Given exercise 1 — Edit the records from the line with "of the woman's" to the line with "<point>256,375</point>", changing "unit" to "section" and leaving everything else as it is. Return only those lines.

Supplied passage —
┄┄┄┄┄┄┄┄┄┄┄┄┄┄┄┄┄┄┄┄
On the death of Bishop Matthew, in 1408, the anti-pope, Benedict XIII., gave the bishopric to William Lauder, Archdeacon of Lothian. The new bishop's appointment was dated 9th July, 1408, and it is supposed that he obtained consecration shortly afterwards, as, on 24th October following, the English king gave a safe conduct to William Laweder, bishop of Glasco, with 24 horsemen in company, to cross from France and pass through England to Scotland." [Dowden's Bishops, p. 318; Bain's Calendar, i, No. 773.] He seems not to have returned in time to enter into possession of the temporalities till after Martinmas, as in the account of the chamberlain of Scotland for 1408-9 credit is given for the rents of the bishopric for the term of Whitsunday and for the half of those falling due at Martinmas, 1408. The other half of the Martinmas rents the chamberlain, by favour of the bishop, expended in paying the fees of the bailies and sergeants, and allowances were also given to certain kinsmen of the late bishop. [Exchequer Rolls, iv. p. 99. The sheriff of Peebles had collected £44, presumably at Stobo and Whitebarony, and the rents collected in the shire of Lanark, within which were the two baronies of Glasgow and Carstairs, amounted to £188 11s. 8d.]

Bishop Lauder's progenitors belonged to an ancient family in the Merse. In a charter granted at Lauder on 1st August, 1414, his father, there designated "Robert de Lawedre," with consent of the bishop as his son and heir, gave to the church of Glasgow two annual rents of twenty shillings each, payable furth of tenements situated in Edinburgh, as an endowment for anniversary services to be celebrated by the canons and vicars of the cathedral. The charter was confirmed by the Duke of Albany on 28th September; and on 19th May of the following year Bishop Lauder gave specific directions for celebration of the obits or anniversaries and for the tolling of the church bells and the bell of St. Kentigern on the vigils of the services. [Reg. Episc. No. 324, 326.]

The upper part of the north-west tower of the cathedral, said to have been struck by lightning and burned down in the time of Bishop Glendoning, was restored by Bishop Lauder. The tower is known to have been vaulted in stone, in the interior, at the junction of the new with the old work. The vault rested on four corbels in the angles, curiously carved with figures. Three of these corbels are now preserved in the chapter-house and have been identified as part of the work of restoration executed by Bishop Lauder. The bishop likewise placed the traceried parapet upon the central tower. His coat of arms, carved on the western side, is the earliest heraldic device in the cathedral. The belfry stage of the tower is supposed to have been erected by Cardinal Walter or by Bishop Glendoning, and the stone spire, rising from Lauder's parapet, was constructed by Bishop Cameron. The lower courses of this tower were obviously intended to carry a stone structure to the top, and if timber was at any time used here in constructing a spire that must have been regarded as a temporary expedient. [Glasgow Cathedral (1901). p. 19; (1914). PP. 39, 40. Mr. Chalmers. states that Lauder's parapet was reconstructed in 1756, in consequence of having been injured by lightning (Ib.).]

The masonry of the chapter-house, begun in the thirteenth century, had remained very much in its original condition for nearly 200 years, the foundation walls showing little more than a mere outline of the building plan. The erection of this building was also resumed by Bishop Lauder, who made considerable progress with the work. His arms are carved on the exterior of the west wall and also upon the cornice of the dean's seat in the east wall, the latter accompanied with an inscription [WILMS: FUDAT: ISTUT: CAPILM: DEI "óWillelmus fundavit istut capitulum Dei. Doubts have been entertained whether this inscription applies to William de Bondington who began the building or to William Lauder, who carried it on, but the preponderance of opinion favours the latter. prelate.] bearing that he had built the chapter-house, but the completion of this work also he had to leave to his successor.
┄┄┄┄┄┄┄┄┄┄┄┄┄┄┄┄┄┄┄┄
Data for this task —
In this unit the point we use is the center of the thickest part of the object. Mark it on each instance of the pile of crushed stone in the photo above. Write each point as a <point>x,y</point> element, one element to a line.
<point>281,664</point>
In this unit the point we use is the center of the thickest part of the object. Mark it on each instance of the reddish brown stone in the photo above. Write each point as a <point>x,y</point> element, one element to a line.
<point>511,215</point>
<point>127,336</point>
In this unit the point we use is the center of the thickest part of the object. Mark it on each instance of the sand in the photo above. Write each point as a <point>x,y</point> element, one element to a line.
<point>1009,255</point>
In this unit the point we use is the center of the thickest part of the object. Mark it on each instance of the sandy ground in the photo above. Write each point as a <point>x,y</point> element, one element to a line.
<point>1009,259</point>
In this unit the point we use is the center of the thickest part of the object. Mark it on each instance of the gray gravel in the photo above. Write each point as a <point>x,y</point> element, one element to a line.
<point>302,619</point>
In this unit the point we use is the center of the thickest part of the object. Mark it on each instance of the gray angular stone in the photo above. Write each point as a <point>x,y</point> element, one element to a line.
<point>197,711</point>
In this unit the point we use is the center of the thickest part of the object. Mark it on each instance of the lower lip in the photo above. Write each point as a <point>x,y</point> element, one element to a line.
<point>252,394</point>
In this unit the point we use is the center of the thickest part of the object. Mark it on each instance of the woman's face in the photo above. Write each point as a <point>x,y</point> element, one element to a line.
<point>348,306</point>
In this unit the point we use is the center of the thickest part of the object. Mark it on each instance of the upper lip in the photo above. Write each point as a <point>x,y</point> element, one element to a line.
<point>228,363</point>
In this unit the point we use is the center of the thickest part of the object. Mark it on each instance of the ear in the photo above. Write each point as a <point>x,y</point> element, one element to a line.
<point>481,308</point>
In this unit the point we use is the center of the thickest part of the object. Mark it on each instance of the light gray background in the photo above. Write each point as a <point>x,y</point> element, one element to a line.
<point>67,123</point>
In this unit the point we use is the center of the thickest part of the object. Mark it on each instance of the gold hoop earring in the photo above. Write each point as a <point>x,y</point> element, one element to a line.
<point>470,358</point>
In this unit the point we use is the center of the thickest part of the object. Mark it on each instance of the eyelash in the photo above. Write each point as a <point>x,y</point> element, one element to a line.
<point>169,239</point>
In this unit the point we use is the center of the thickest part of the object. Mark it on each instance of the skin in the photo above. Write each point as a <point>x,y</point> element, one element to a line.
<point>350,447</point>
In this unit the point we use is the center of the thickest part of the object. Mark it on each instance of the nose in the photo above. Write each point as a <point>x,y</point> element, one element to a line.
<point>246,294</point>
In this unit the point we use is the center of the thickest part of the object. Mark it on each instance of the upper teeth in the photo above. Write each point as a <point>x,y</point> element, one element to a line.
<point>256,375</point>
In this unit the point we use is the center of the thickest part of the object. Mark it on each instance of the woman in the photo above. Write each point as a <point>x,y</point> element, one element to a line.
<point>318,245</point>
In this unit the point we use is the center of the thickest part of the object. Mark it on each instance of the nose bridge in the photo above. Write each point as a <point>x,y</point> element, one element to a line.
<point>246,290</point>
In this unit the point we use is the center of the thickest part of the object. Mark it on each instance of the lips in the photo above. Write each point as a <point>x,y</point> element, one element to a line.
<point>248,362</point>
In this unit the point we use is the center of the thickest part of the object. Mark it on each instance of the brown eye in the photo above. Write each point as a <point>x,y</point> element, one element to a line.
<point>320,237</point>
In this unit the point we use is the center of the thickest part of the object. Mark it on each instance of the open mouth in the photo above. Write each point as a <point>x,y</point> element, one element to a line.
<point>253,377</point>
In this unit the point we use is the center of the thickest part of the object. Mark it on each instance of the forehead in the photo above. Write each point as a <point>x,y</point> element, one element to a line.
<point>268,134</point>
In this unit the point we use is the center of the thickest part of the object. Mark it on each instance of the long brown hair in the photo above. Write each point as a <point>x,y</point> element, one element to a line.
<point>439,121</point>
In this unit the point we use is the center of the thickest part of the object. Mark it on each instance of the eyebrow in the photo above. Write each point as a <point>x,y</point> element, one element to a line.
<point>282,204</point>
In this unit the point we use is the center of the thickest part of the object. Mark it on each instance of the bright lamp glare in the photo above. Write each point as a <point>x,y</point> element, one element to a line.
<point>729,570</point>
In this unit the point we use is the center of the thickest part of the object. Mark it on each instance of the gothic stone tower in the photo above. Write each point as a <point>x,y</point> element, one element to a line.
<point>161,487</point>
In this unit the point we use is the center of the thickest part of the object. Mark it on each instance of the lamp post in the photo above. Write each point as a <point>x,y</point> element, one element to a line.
┄┄┄┄┄┄┄┄┄┄┄┄┄┄┄┄┄┄┄┄
Given exercise 2 — Pick up the account of Bishop William Lauder of Glasgow after its last sentence and carry it on.

Output 1 —
In this section the point we use is the center of the thickest part of the object. Mark it on each instance of the woman's face in the photo above. Write each point as a <point>x,y</point> element, one element to a line.
<point>348,306</point>
In this section the point we use is the center of the thickest part of the object. Mark it on each instance of the upper lip in the photo above. Write each point as a <point>x,y</point> element, one element to a line.
<point>228,363</point>
In this section the point we use is the center of the thickest part of the object. Mark it on each instance of the ear in the photo above. Write each point as a <point>x,y</point> element, one element to a line.
<point>481,308</point>
In this section the point we use is the center of the thickest part of the object. Mark it on each instance of the light gray background in the photo above. Write each point as a <point>x,y</point> element, one element to a line.
<point>67,123</point>
In this section the point we use is the center of the thickest part of the object. Mark it on each instance of the gold hoop earring in the photo above. Write each point as a <point>x,y</point> element, one element to a line.
<point>470,358</point>
In this section the point we use is the center of the thickest part of the object. Mark it on each instance of the eyelash in the photo above. Write each point as a <point>x,y</point> element, one element to a line.
<point>169,239</point>
In this section the point we use is the center of the thickest part of the object. Mark it on each instance of the skin in the photo above. Write each point as a <point>x,y</point> element, one element to a line.
<point>350,447</point>
In this section the point we use is the center of the thickest part of the object. Mark it on each instance of the nose in the photo above. Write each point as a <point>x,y</point> element, one element to a line.
<point>246,294</point>
In this section the point we use is the center of the thickest part of the object. Mark it on each instance of the upper teeth in the photo above. Write each point as a <point>x,y</point> element, one element to a line.
<point>256,375</point>

Output 2 —
Bishop Lauder took an active share in the administration of national affairs. He was one of the commissioners appointed to treat with English representatives for peace in 1411 and was one of the ambassadors who negotiated for the return of the king in 1423. He was chancellor of the kingdom from 1421 till his death in 1425.

The foundation of the university of St. Andrews, in 1410, was an event of national importance and must have attracted attention in all scholastic circles throughout the country. In cathedrals at that time the chancellors presided over those in their respective localities who taught in letters, and the precentors or chantors looked after the training of the young musicians. By the rule of Sarum, adopted in Glasgow cathedral, it was directed that the chancellor should bestow care in regulating the schools and repairing and correcting the

books, and that the precentor should provide for the instruction and discipline of the boys destined for service in the choir. Taking advantage of the guidance thus provided, municipal authorities freely co-operated with the cathedral dignitaries in the promotion of education within their bounds, as in 1418, when the alderman and community of Aberdeen nominated a master of the burgh schools and presented him to the chancellor of the diocese for approval. Though it is not till forty years later that we have documentary evidence of the magistrates of Glasgow being associated with the Grammar School of that city, it is known that such a school was in existence in 1460, but as to its previous history no information is vouchsafed. Such elementary education as could be gained at these schools would afford the preparation necessary for the student entering a university; but when this stage was reached he had no choice but to leave the country and betake himself to other parts, perhaps to Oxford or Cambridge, if peace existed between England and Scotland at the time ; if not, the continent was the only resort. Latterly it was Paris, where the Scots College had been founded by the Bishop of Moray in 1326, that the Scottish students mainly frequented and there at the close of the fourteenth and beginning of the fifteenth century large numbers of them were yearly assembled. No doubt many Scottish students embraced the opportunity of completing their education at St. Andrews, though the older universities abroad still continued to be frequented by those who could afford and preferred that course ; but that the educational facilities obtainable at St. Andrews were largely appreciated, and that there was a call for extension of such accommodation in Scotland, is shown by the fact that Glasgow, only forty years later, followed the example set by St. Andrews and secured the establishment of a university of its own.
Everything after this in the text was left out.